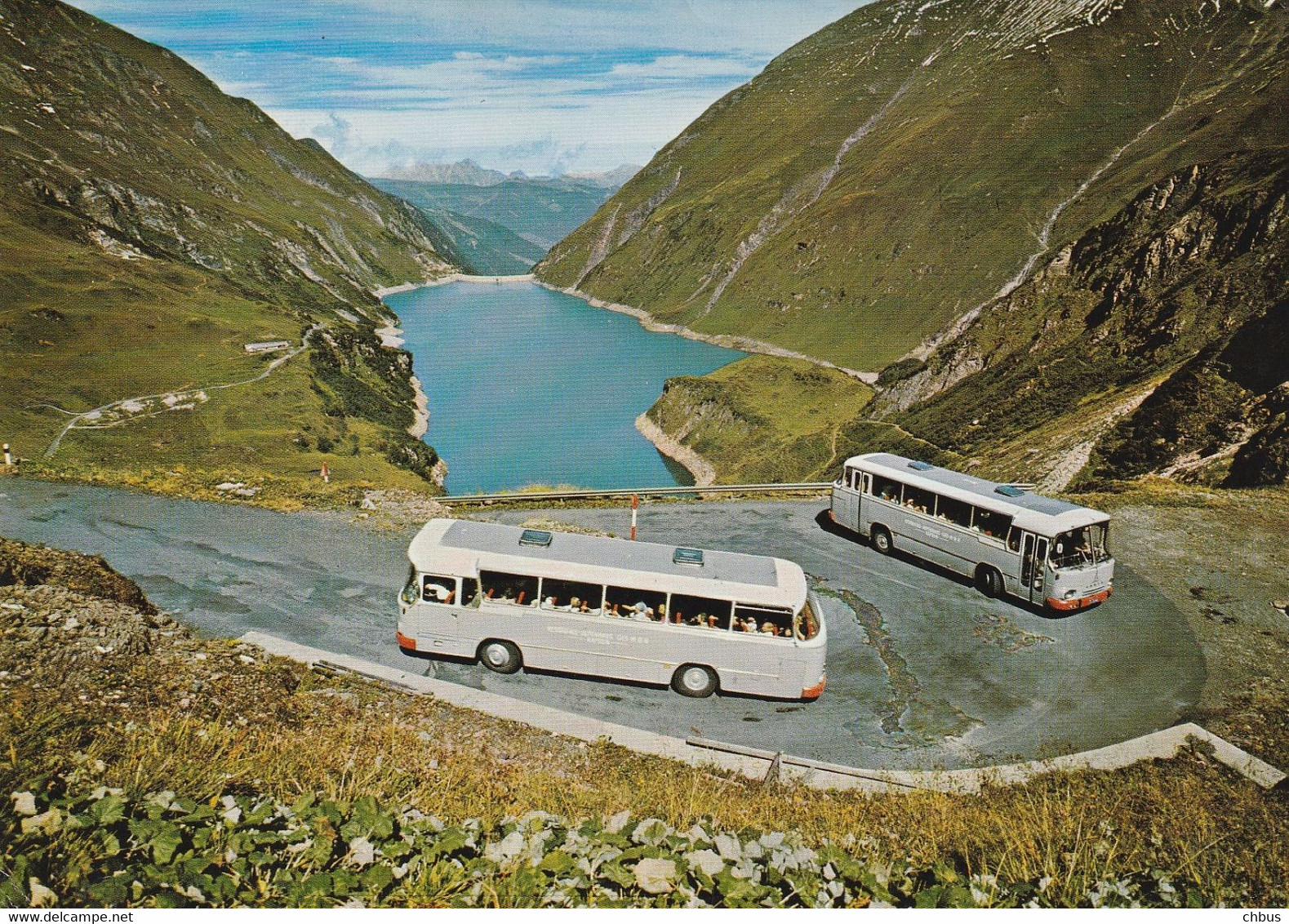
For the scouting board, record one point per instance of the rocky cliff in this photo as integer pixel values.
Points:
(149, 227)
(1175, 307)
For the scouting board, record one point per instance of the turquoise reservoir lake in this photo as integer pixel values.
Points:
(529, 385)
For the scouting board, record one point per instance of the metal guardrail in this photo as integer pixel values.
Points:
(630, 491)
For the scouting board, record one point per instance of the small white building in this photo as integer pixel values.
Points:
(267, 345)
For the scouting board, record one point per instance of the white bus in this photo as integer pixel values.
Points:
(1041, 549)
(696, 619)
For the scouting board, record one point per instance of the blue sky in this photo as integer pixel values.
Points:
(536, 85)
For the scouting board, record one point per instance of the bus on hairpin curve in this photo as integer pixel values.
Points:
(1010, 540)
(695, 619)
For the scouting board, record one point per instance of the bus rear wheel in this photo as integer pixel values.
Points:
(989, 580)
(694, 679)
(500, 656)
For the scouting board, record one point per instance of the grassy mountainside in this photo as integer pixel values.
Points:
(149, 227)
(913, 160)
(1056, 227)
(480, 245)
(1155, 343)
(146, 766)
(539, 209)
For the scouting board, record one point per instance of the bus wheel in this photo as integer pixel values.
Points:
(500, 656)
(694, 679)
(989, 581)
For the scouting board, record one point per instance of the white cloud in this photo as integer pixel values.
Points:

- - -

OBJECTIVE: Rewrite all the lines above as a numbered list, with blank lines dropped and the pictures omitted.

FULL SOLUTION:
1. For the scouting board, record one point per instance of the rocky cliff in this photo as integer pixel values.
2. Points:
3. (149, 227)
4. (1175, 307)
5. For the scouting board, record one point per instance of the turquoise reservoir lake in this photo as integer pixel values.
6. Points:
7. (529, 385)
8. For the scouting board, record one point per instance of the metal guardrail in this photo as integer pixel values.
9. Points:
10. (630, 491)
11. For the scouting board, record one point per instance of the small white building in this photo as integer pixel values.
12. Points:
13. (267, 345)
14. For the scouting board, record one point per instance of the white bus in this photo as integer pixel values.
15. Points:
16. (1041, 549)
17. (696, 619)
18. For the scouting board, record one point per instance of the blue sky in this photo as integer pixel values.
19. Points:
20. (536, 85)
21. For the scouting board, record one point per instance of the bus on hairpin curve in this photo as integer pixel values.
22. Points:
23. (1010, 540)
24. (695, 619)
25. For the scouting board, record one point per instance of the bus rear wheel in this photo as integer pixel values.
26. Points:
27. (989, 580)
28. (694, 679)
29. (500, 656)
30. For the scouting board, record one point per instance of the grassy mountainside in this photo as integer pixel values.
31. Points:
32. (149, 227)
33. (913, 160)
34. (1056, 227)
35. (480, 245)
36. (1155, 343)
37. (146, 766)
38. (539, 209)
39. For the scouting board, record one point per instance of the bus wheel in this photo as integer pixel values.
40. Points:
41. (500, 656)
42. (694, 679)
43. (989, 581)
44. For the scouting board, record one point per instance of the white cloud in this photo as integer pixel values.
45. Points:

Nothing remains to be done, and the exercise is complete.